→ Given problem: According to the Mother's Day blog post, who is Donna Martin's husband?

→ Given passage:
————

Donna Martin - Mother's Day blog

Mother’s Day is a special time of year to celebrate all the wonderful ladies in our lives—the ones who give us guidance, assurance, and encouragement when we need it most. While mothers should really be celebrated every day of the year for all they do, it’s nice to have a special day to honor them and thank them for their love and sacrifice.

This Mother’s Day, we wanted to highlight one particular woman who is very special to all of us here at Martin’s—Donna Martin, wife of Martin’s President, Jim Martin.

We interviewed Donna to hear about her favorite moments as a mom, things she learned from her own mother, and advice she has for other moms, in addition to her unique experience of being involved in not just one, but two family businesses.

See her responses to each question below or watch the video clips to hear her thoughts!

 

Q: Tell us a little about yourself.

————

→ Supplied material:
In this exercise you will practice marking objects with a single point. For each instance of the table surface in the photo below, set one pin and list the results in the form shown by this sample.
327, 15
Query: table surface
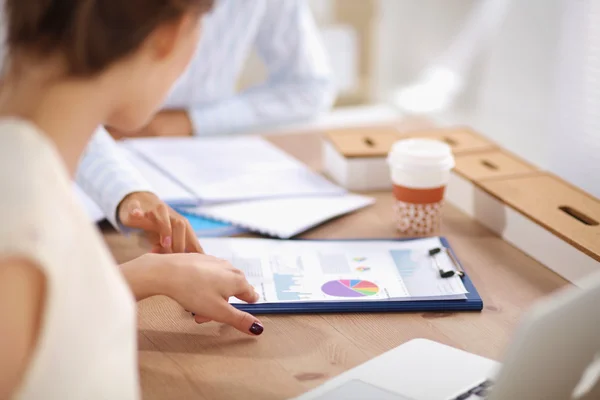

————

→ The solution: Jim Martin, the President of Martin's.